-------- EXTRAIT À LIRE

Arrêt du 3 février 2005
 
IIe Cour civile
 
Composition
 
M. et Mmes les Juges Raselli, Président,
 
Nordmann et Hohl.
 
Greffier: M. Oulevey.
 
Parties
 
Yeslam Binladin, 2, rue Le Fort, à Genève,
 
Saudi Investment Company, Sico SA, 2, rue Le Fort,
 
à Genève,
 
Avcon Business Jets Geneva SA,2, rue Le Fort,
 
à Genève,
 
recourants,
 
tous les trois représentés par Me Pierre de Preux, avocat, 6, rue Bellot, 1206 Genève,
 
contre
 
1. OLF SA, Centre de distribution multi-média,
 
Z.I. 3, Corminboeuf, à Fribourg,
 
2. Pendo Verlag Sàrl, Forchstrasse 4, à Zurich,
 
3. Editions Denoël Sàrl, 9, rue du Cherche-Midi,
 
à Paris,
 
4. Jean-Charles Brisard, 5, rue des Saussaies, à Paris,
 
5. Guillaume Dasquié, 142, rue Montmartre, à Paris,
 
6. Marco Tropea Editore S.r.l., via Melzo 9, à Milan,
 
intimés,
 
tous représentés par Me Jean-Noël Jaton, avocat,
 
place des Philosophes 8, 1205 Genève,
 
Chambre civile de la Cour de justice du canton de Genève, case postale 3108, 1211 Genève 3.

----------------
-------- EXTRAIT DES DONNÉES

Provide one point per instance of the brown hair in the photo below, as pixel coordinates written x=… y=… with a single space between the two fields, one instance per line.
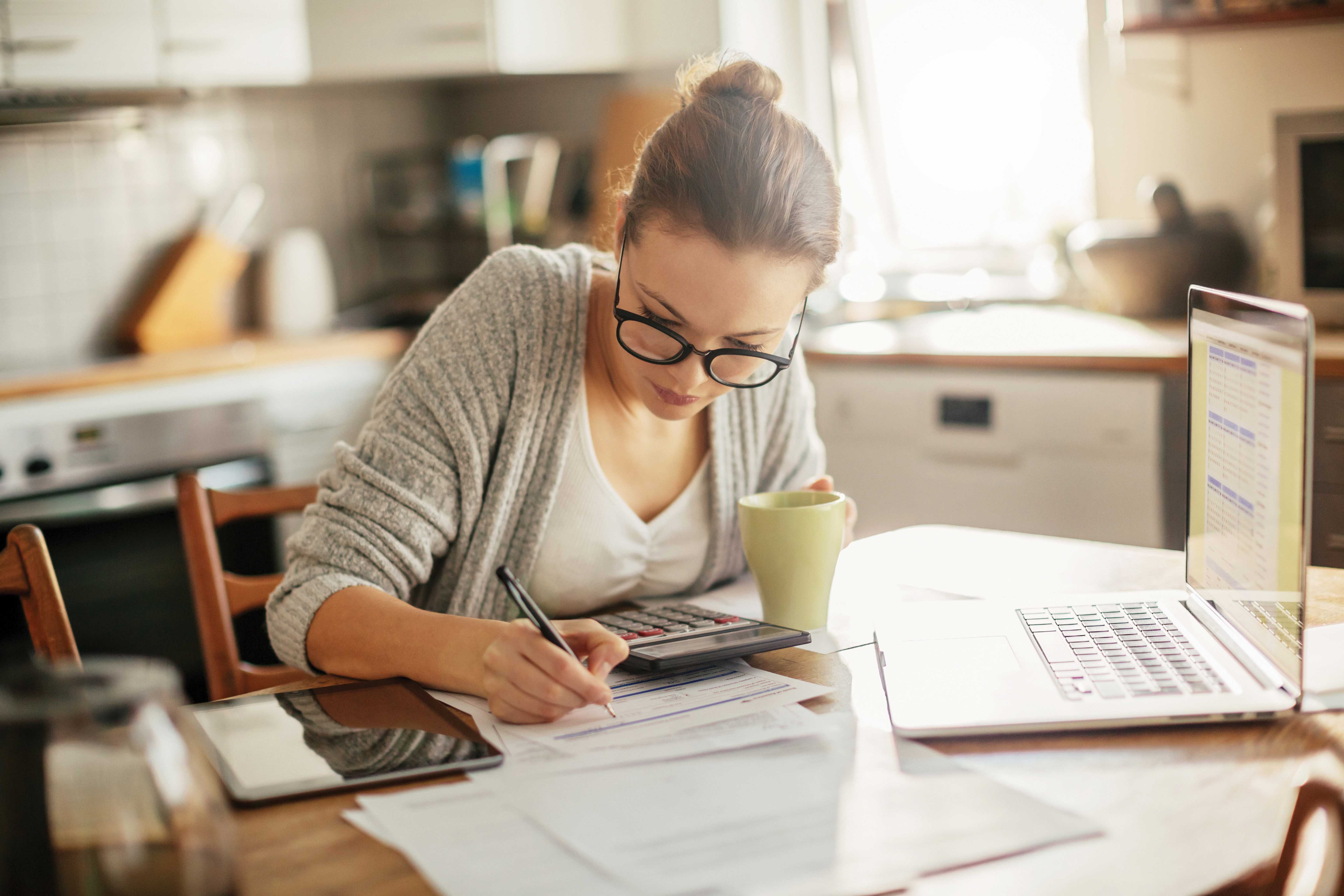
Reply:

----------------

(TÂCHES DE L'EXERCICE):
1 > Qui préside la IIe Cour civile dans l'arrêt du 3 février 2005 ?
2 > Reformulez plus brièvement le paragraphe de l'arrêt du 3 février 2005 qui commence par « tous les trois représentés », sans perdre ses faits principaux.
3 > Donnez la suite de l'arrêt du 3 février 2005 après sa dernière ligne.
Les lignes forment un matériau distinct de l'arrêt.

(RÉPONSES PAR TÂCHE):
1 > Le juge Raselli.

2 > Les trois recourants ont pour avocat Me Pierre de Preux, 6, rue Bellot, 1206 Genève.

3 >
 
Objet
 
art. 9 et 29 Cst. (protection de la personnalité),
 
recours de droit public contre l'arrêt de la Chambre civile de la Cour de justice du canton de Genève du 18 juin 2004.
 
Faits:
 
A.
 
En novembre 2001 est paru en France un livre intitulé "BEN LADEN, LA VERITE INTERDITE", co-écrit par Jean-Charles Brisard et Guillaume Dasquié. Réalisé par la société Firmin Didot pour le compte de l'éditeur, Editions Denoël Sàrl, dont le siège social est à Paris, l'ouvrage est diffusé en Suisse par OLF SA Centre de distribution multi-média, à Fribourg. Les sociétés Pendo Verlag Gmbh, à Zurich, et Marco Tropea Editore Srl, à Milan, se proposent d'en diffuser respectivement des traductions allemande et italienne dans notre pays.
 
B.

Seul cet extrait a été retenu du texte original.